(TASK TO CARRY OUT): Write out all entries word for word.

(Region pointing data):
----------

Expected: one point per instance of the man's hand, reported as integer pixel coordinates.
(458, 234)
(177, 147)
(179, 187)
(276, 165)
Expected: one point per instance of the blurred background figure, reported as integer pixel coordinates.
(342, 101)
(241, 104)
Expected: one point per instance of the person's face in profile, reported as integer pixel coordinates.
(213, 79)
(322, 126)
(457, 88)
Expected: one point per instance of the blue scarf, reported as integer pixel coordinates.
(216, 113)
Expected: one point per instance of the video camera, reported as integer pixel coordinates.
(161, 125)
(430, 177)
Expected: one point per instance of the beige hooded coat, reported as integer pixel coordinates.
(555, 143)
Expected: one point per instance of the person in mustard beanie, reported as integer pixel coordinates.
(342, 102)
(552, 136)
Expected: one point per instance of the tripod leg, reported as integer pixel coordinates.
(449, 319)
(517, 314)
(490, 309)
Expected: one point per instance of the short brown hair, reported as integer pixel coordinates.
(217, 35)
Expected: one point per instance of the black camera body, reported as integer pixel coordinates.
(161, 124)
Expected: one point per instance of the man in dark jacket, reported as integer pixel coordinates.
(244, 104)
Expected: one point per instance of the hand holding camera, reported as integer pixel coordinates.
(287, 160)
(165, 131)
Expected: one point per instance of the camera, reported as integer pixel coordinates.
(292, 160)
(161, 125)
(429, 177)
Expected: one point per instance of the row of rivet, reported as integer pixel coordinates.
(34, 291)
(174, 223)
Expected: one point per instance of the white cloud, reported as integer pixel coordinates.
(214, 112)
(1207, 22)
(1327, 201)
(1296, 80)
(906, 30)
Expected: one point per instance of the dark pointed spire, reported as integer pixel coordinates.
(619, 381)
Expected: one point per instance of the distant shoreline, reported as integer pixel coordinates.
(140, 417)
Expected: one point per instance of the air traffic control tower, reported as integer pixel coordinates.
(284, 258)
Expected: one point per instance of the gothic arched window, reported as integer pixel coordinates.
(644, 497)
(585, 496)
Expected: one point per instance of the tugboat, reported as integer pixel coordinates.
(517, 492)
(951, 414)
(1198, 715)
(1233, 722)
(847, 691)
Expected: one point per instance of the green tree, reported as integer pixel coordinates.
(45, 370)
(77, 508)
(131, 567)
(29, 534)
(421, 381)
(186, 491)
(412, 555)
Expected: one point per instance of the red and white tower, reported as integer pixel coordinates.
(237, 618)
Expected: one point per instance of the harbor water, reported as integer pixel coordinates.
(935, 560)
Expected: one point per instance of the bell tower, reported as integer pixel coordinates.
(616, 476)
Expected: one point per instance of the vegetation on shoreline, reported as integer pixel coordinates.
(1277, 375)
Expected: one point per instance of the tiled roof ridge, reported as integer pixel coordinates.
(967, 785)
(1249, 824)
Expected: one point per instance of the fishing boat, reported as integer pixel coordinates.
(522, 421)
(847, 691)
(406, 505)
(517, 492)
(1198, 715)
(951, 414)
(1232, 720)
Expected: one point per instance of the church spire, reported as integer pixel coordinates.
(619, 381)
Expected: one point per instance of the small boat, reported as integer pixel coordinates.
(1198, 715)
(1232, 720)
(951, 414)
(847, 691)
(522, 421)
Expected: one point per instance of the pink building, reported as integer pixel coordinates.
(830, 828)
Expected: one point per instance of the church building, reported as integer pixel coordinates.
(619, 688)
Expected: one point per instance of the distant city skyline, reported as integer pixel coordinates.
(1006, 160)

----------

(TASK RESULT):
Expected: one point per instance of the man's hand, reported as integer pixel coordinates.
(458, 234)
(177, 147)
(179, 187)
(276, 165)
Expected: one point per instance of the blurred background figure, reported as integer pixel coordinates.
(342, 101)
(241, 104)
Expected: one point per instance of the person's face in profile, reported as integer pixel coordinates.
(213, 79)
(322, 126)
(457, 88)
Expected: one point per instance of the blue scarf, reported as integer pixel coordinates.
(216, 113)
Expected: one point per instance of the video camera, reported as integer pixel coordinates.
(161, 125)
(430, 177)
Expected: one point per instance of the beige hooded coat, reported as integer pixel coordinates.
(555, 143)
Expected: one point per instance of the person in mustard beanie, reported as integer pixel coordinates.
(342, 102)
(552, 136)
Expected: one point per instance of the tripod leg, reported as integer pixel coordinates.
(449, 319)
(517, 314)
(490, 309)
Expected: one point per instance of the short brown hair, reported as integer pixel coordinates.
(217, 35)
Expected: one point per instance of the black camera body, reported as integer pixel coordinates.
(161, 124)
Expected: one point per instance of the man in dark jacket, reported as integer pixel coordinates.
(244, 104)
Expected: one point per instance of the hand holding camera, reported as integer pixel coordinates.
(287, 160)
(165, 131)
Expected: one point per instance of the camera, reported as integer pixel coordinates.
(292, 160)
(161, 125)
(429, 177)
Expected: one point per instance of the row of rivet, reported as integer pixel coordinates.
(34, 291)
(174, 223)
Expected: one point per instance of the white cloud, reported as integer pixel coordinates.
(214, 112)
(1207, 22)
(1327, 201)
(1296, 80)
(906, 30)
Expected: one point per instance of the dark pointed spire, reported as integer pixel coordinates.
(619, 381)
Expected: one point per instance of the distant shoreline, reported as integer pixel coordinates.
(140, 417)
Expected: one point per instance of the air traffic control tower, reported as integer pixel coordinates.
(284, 258)
Expected: one point per instance of the gothic arched window, reported as integer pixel coordinates.
(644, 497)
(585, 496)
Expected: one point per instance of the tugboat, reported as integer pixel coordinates.
(517, 492)
(951, 414)
(1198, 715)
(1233, 722)
(847, 691)
Expected: one point per instance of the green tree, reported as integer pixel coordinates.
(45, 370)
(77, 508)
(131, 567)
(29, 534)
(421, 381)
(186, 491)
(412, 555)
Expected: one point per instance of the red and white tower, reported as integer pixel coordinates.
(237, 618)
Expected: one point per instance of the harbor water, reported as integer pixel coordinates.
(935, 560)
Expected: one point per instance of the bell tower, reported as integer pixel coordinates.
(616, 476)
Expected: one point per instance of the vegetation on shoreline, reported as integer pixel coordinates.
(1277, 375)
Expected: one point per instance of the tiled roof ridge, reported as integer pixel coordinates.
(967, 785)
(1249, 824)
Expected: one point per instance of the fishing boat, reported as integer pixel coordinates.
(522, 421)
(847, 691)
(406, 505)
(517, 492)
(1198, 715)
(951, 414)
(1232, 720)
Expected: one point per instance of the church spire, reported as integer pixel coordinates.
(619, 381)
Expected: one point per instance of the small boat, reported as integer pixel coordinates.
(1198, 715)
(1232, 720)
(951, 414)
(847, 691)
(522, 421)
Expected: one point per instance of the pink building, reported as integer pixel coordinates.
(830, 828)
Expected: one point per instance of the church building, reported as integer pixel coordinates.
(619, 688)
Expected: one point per instance of the distant city skyline, reported as integer pixel coordinates.
(1006, 160)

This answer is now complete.